▶ **EXERCISE REQUIREMENTS**: What is the number of lines in the data below that contain "grain"? Reply with the number only.

▶ **Source records**:
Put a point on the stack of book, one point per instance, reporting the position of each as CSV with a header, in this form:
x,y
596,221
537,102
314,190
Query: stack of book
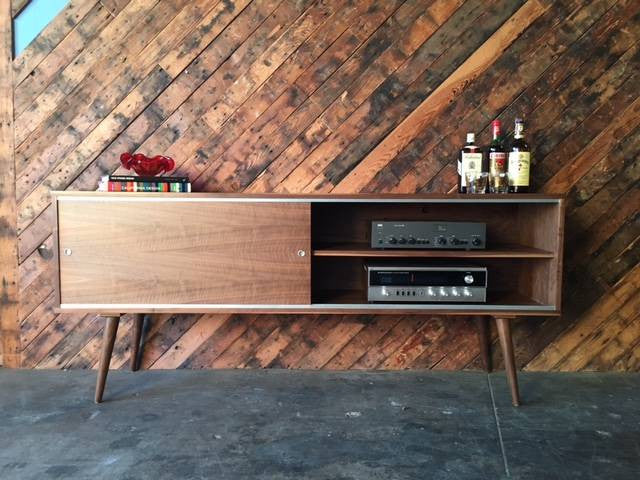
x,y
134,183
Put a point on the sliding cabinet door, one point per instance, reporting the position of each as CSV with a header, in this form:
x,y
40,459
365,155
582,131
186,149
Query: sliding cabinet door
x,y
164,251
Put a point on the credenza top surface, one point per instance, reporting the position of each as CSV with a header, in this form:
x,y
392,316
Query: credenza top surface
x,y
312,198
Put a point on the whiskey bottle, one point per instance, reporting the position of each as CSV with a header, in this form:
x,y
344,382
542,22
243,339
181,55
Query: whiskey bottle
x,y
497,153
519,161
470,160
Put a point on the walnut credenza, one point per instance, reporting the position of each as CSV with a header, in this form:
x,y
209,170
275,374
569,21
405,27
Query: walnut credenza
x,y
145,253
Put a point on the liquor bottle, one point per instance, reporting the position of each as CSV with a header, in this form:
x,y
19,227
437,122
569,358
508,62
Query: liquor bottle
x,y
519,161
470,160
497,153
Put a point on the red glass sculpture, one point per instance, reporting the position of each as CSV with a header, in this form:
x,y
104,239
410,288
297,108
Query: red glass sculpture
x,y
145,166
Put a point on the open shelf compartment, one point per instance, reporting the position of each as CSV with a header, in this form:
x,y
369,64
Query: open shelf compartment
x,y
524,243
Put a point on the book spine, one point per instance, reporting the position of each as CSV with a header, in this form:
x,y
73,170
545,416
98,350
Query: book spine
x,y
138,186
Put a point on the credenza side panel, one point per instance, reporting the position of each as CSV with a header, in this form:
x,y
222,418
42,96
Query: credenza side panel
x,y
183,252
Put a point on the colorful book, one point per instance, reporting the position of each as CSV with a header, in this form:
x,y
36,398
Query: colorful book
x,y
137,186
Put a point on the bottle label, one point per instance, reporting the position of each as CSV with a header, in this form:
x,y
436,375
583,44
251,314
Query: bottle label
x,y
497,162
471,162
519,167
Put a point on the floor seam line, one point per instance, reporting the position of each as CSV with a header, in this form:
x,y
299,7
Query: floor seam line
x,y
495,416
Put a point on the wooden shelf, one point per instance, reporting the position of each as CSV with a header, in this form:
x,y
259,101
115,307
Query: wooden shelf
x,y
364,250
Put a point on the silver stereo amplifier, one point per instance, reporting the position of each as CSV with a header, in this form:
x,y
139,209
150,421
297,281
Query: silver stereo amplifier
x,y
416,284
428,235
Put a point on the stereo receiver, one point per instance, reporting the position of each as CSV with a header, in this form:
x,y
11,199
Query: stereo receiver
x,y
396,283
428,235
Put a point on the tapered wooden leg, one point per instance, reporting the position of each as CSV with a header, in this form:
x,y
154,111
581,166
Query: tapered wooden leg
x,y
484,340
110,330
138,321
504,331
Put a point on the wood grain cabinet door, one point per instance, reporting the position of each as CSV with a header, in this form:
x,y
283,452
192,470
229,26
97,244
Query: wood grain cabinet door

* * *

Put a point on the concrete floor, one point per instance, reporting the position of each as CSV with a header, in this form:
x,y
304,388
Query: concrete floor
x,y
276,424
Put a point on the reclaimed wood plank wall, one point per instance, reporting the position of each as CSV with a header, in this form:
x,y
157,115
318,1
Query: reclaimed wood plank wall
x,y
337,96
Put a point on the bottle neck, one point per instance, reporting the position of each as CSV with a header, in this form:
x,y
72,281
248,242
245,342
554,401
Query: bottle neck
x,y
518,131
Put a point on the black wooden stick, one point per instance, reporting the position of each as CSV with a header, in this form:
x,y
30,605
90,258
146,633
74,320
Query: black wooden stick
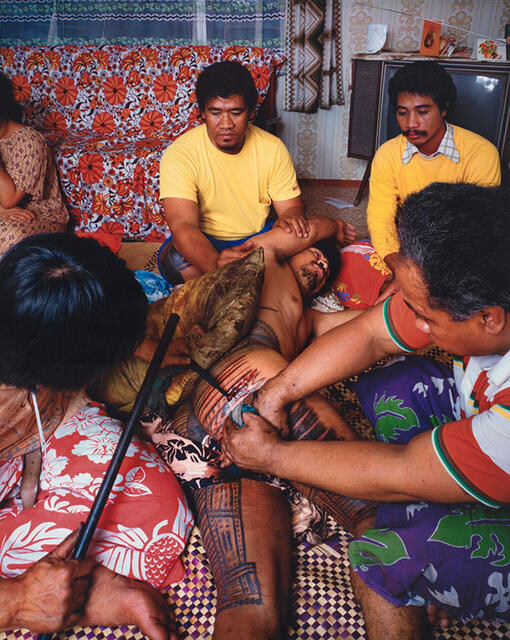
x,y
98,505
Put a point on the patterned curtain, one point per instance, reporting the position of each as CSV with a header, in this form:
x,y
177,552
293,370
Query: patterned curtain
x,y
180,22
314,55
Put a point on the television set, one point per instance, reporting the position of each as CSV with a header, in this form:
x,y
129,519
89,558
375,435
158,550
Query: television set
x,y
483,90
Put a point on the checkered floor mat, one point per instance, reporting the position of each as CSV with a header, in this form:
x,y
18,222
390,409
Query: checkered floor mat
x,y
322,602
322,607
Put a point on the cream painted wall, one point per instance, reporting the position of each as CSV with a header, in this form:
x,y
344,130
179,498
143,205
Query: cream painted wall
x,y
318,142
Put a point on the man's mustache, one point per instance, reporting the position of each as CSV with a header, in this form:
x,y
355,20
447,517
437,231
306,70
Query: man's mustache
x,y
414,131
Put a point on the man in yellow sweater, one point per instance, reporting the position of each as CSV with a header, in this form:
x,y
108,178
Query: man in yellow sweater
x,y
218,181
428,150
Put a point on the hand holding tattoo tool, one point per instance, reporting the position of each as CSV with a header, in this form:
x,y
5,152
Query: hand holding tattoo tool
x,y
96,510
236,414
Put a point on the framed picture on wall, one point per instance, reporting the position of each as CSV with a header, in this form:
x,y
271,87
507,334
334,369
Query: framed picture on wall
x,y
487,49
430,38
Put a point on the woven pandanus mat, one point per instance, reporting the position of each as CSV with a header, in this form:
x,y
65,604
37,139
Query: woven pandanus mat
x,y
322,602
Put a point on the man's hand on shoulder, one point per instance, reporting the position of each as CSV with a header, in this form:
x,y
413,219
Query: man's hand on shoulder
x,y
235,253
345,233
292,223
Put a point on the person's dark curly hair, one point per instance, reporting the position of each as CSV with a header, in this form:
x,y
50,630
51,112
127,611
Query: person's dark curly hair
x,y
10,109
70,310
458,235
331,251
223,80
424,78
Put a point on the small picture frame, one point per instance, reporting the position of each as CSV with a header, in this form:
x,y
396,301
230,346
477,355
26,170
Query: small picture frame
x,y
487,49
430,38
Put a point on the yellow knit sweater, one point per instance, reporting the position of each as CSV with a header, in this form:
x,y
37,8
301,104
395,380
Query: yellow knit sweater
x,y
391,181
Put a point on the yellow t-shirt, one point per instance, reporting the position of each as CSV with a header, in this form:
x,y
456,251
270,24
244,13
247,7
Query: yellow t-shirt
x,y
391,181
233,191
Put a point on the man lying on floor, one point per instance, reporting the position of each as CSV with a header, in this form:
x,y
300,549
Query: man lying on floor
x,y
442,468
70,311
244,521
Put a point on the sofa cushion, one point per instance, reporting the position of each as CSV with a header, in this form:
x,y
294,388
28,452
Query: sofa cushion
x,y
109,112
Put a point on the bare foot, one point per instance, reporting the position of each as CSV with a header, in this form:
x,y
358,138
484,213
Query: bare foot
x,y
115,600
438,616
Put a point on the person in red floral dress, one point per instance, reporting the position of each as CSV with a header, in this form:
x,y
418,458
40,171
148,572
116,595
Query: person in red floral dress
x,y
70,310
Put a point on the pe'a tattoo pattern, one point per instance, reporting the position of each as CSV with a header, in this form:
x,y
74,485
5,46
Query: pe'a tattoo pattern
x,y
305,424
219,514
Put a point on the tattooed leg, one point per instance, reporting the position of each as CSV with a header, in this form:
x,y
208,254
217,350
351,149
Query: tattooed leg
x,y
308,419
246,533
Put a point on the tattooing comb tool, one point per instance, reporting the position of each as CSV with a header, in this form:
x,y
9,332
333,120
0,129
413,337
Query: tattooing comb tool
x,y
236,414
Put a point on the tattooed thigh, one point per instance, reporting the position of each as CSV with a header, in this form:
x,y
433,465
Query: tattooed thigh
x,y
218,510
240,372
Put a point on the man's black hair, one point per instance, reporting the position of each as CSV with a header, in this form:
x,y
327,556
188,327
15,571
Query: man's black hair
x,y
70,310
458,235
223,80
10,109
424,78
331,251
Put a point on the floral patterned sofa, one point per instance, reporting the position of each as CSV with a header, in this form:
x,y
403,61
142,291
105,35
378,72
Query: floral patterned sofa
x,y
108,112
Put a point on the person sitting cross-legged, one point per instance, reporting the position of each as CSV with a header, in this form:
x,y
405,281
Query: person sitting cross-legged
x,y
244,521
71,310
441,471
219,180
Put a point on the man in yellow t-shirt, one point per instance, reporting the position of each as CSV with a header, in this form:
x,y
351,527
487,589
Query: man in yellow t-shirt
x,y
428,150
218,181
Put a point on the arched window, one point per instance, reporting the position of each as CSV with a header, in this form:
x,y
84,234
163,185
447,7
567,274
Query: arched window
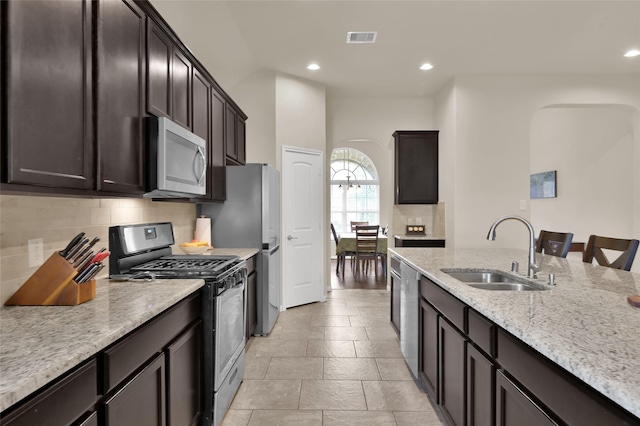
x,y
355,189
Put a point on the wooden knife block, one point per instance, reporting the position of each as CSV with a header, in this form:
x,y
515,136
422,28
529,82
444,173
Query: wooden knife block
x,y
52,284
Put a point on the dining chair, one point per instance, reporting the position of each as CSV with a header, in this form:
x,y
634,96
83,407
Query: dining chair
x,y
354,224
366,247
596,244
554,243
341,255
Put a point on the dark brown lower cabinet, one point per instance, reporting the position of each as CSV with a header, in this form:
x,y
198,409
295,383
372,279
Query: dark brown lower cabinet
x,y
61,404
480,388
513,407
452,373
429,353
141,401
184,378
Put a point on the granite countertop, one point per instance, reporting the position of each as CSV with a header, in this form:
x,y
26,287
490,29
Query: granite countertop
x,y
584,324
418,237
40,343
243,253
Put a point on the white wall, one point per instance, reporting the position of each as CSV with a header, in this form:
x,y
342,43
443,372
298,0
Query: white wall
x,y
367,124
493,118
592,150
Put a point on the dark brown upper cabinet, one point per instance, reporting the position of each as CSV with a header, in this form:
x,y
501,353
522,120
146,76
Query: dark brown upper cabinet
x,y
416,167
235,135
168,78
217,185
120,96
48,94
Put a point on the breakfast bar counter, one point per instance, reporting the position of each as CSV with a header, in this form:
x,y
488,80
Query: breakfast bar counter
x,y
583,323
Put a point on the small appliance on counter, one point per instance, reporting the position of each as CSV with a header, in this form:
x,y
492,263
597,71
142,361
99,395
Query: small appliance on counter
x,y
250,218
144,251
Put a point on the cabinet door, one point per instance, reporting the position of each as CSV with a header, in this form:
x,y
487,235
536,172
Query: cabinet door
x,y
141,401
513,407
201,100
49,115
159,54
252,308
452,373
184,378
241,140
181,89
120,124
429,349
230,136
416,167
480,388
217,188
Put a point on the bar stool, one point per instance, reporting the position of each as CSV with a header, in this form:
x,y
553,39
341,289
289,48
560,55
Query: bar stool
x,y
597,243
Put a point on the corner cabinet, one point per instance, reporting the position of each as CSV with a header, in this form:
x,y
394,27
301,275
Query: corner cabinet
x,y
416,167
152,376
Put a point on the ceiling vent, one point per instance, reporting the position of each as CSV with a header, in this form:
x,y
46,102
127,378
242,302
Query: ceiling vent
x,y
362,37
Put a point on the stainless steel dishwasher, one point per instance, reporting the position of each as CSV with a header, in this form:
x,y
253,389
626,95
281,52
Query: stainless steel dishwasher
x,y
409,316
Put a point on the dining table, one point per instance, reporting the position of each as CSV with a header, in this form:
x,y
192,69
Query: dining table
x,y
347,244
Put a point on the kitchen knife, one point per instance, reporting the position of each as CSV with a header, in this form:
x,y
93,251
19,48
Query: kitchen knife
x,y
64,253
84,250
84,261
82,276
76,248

---

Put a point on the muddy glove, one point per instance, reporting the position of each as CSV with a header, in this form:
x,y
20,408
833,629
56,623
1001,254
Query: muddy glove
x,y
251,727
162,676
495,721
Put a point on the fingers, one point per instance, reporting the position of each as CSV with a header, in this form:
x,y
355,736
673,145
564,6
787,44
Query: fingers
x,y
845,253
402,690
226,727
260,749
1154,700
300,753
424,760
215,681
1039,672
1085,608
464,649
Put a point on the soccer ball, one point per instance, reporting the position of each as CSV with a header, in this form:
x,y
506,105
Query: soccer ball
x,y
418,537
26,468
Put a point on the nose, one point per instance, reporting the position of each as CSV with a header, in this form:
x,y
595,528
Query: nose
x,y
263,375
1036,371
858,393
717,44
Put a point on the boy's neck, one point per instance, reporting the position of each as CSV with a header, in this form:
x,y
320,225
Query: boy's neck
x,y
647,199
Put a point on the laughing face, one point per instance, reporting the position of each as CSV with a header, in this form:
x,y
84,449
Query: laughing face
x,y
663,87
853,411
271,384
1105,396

▶ **RESPONSE TO THIS EXERCISE**: 2